Opdracht: Ga verder met de blogtekst over zorg voor kinderen met autisme naast een schrijverscarrière, direct na de laatste zin.

Op deze plek staat meestal een blog over autisme. Maar omdat iedereen in de week van autisme al genoeg over autisme kan lezen EN het net boekenweek is geweest, dacht ik: ‘Ik doe eens wat anders. Ik ga het eens hebben over mijn andere werk.’
Ik begon aan een filosofisch betoog over feminisme in 1986 en 2019 en merkte al snel dat autisme niet geschrapt wilde worden.
Het 24/7 begeleiden van twee kinderen met autisme is tijdrovend. De Jongste kan niet zonder toezicht, waardoor ik 24/7 op een veertienjarige kleuter pas die ik niet overdag naar school kan brengen en waar ik niet even de buurvrouw of mijn moeder voor kan inschakelen.
Carrière
Het tegelijkertijd in stand houden van enige vorm van carrière op het gebied van (jeugd)auteurschap is dan ook een jongleerspel van jewelste. Anders dan mijn collega’s kan ik niet even op schoolbezoek of lezingen geven, want wie past er dan op Jongste? Soms is er een begeleider, maar wat als de tijd van de begeleider op is en de trein nog stilstaat of de snelweg nog steeds bezet wordt door een bonte verzameling stilstaande reizigers? Wat als er iets met hem gebeurt gedurende de dag waardoor de lengte van de opvang zoals we die bedachten niet langer haalbaar is?

Fragmenten uit gegevens:
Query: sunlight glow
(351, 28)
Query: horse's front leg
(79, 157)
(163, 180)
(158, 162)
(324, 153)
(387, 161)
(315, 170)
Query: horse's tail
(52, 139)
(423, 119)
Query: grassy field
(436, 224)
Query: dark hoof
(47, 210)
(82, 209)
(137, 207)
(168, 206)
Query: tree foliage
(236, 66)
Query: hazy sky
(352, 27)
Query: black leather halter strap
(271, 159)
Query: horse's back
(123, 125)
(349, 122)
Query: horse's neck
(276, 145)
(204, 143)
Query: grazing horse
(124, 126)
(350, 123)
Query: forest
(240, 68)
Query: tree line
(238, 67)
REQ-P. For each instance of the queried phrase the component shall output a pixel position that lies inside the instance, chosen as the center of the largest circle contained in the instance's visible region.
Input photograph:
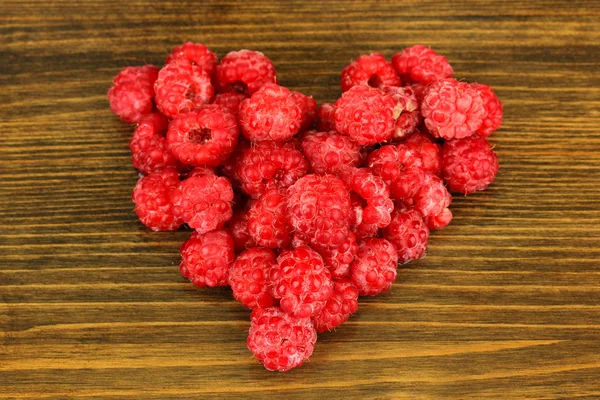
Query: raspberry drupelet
(301, 281)
(131, 95)
(206, 258)
(153, 203)
(280, 341)
(249, 278)
(369, 70)
(244, 71)
(204, 137)
(203, 202)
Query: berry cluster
(301, 209)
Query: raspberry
(206, 258)
(267, 220)
(195, 54)
(374, 268)
(326, 117)
(249, 278)
(469, 164)
(328, 152)
(408, 233)
(301, 281)
(280, 341)
(308, 110)
(244, 71)
(319, 210)
(205, 137)
(366, 114)
(342, 303)
(339, 259)
(421, 64)
(152, 202)
(131, 94)
(452, 109)
(269, 165)
(370, 70)
(493, 106)
(181, 88)
(203, 202)
(271, 113)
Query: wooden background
(505, 305)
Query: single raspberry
(421, 64)
(369, 70)
(493, 106)
(308, 110)
(132, 92)
(366, 114)
(249, 278)
(452, 109)
(267, 222)
(301, 281)
(280, 341)
(152, 200)
(271, 113)
(338, 260)
(206, 258)
(326, 117)
(408, 233)
(342, 303)
(269, 165)
(469, 164)
(195, 54)
(181, 88)
(244, 71)
(319, 210)
(203, 202)
(374, 267)
(328, 152)
(205, 137)
(231, 101)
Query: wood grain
(505, 305)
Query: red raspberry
(452, 109)
(319, 210)
(408, 233)
(328, 152)
(493, 106)
(205, 137)
(249, 278)
(308, 109)
(132, 92)
(366, 114)
(326, 117)
(269, 165)
(181, 88)
(374, 268)
(301, 281)
(203, 202)
(195, 54)
(339, 259)
(267, 220)
(206, 258)
(369, 70)
(421, 64)
(280, 341)
(469, 164)
(271, 113)
(342, 303)
(152, 200)
(244, 71)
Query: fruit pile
(302, 209)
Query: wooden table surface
(505, 305)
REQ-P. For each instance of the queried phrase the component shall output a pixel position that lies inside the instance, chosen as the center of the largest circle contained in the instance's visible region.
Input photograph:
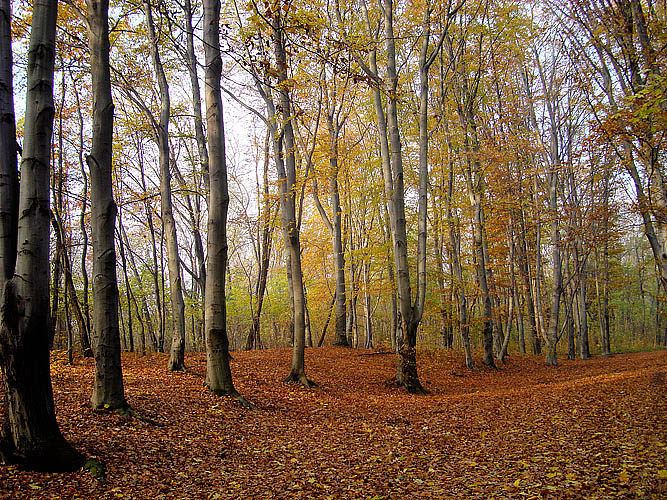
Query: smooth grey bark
(218, 372)
(108, 391)
(457, 270)
(334, 223)
(287, 182)
(392, 168)
(191, 60)
(84, 339)
(31, 436)
(161, 131)
(267, 216)
(9, 179)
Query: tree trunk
(31, 437)
(177, 352)
(218, 372)
(287, 182)
(9, 179)
(267, 216)
(108, 391)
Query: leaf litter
(591, 429)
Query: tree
(218, 373)
(392, 168)
(33, 438)
(9, 180)
(108, 390)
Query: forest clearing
(585, 429)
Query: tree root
(300, 378)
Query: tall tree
(161, 131)
(218, 372)
(33, 438)
(284, 145)
(9, 180)
(108, 390)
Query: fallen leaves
(593, 429)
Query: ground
(586, 429)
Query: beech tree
(218, 373)
(31, 436)
(108, 390)
(161, 133)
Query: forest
(407, 180)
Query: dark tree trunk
(31, 436)
(108, 390)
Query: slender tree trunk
(32, 437)
(287, 181)
(9, 179)
(108, 391)
(177, 352)
(267, 217)
(218, 372)
(85, 334)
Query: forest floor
(586, 429)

Schriftelijk antwoord:
Ik zou geen minuut rustig zitten.
Ook het schrijven zelf is een uitdaging. Schrijftijd moet altijd ergens tussen gepropt worden, het denkproces wordt altijd onderbroken door een ‘mama help’, ‘mama kijk’, ‘mama, ben jij een kip?’ Kort, ad hoc, werk waarbij een onderbreking kan, dat lukt.
Maar een schrijver werkt ook in opdracht en alleen als die opdracht goed uitgevoerd is volgt er een volgende opdracht. Nu weet ik best dat ik ‘nee’ moet zeggen als het niet kort en ad hoc is en ik toch al weet dat er geen rustige dagen zijn om me netjes op zo’n opdracht te werpen. Maar soms is het zo verleidelijk dat ik toch ‘ja’ zeg. ‘Ik verzin er wel wat op’, denk ik dan. Waar in de praktijk niks van terecht komt. En die uitgever, die ook alleen maar zijn boterham wil verdienen, zal de volgende keer zeker niet meteen aan mij, de ongeïnspireerde sloddervos, denken.
Ik kan geen minuut rustig zitten, ik ben de moeder. Maar ik ben ook de vrouw.
De boekenweek
‘De moeder, de vrouw’ was het thema van de boekenweek en hoewel ik me ook hier niet volledig in kon storten, heb ik er toch her en der wat van opgestoken.
Ik herkende me in een stuk van Japke-d Bouma waarin zij uitlegt hoe vrouwen vooral ingehuurd worden of aan de top komen als er iets op te ruimen valt. Waar het lastig is, is het de vrouw die de boel komt redden.
Ook kon ik het helemaal eens zijn met Maaike Meijer , die in VPRO boeken nadrukkelijk uitlegde dat er niet zoiets bestaat als ‘De vrouw’. We zijn allemaal uniek. Waar het lastig is, is het een vrouw die de boel komt redden, op haar eigen manier.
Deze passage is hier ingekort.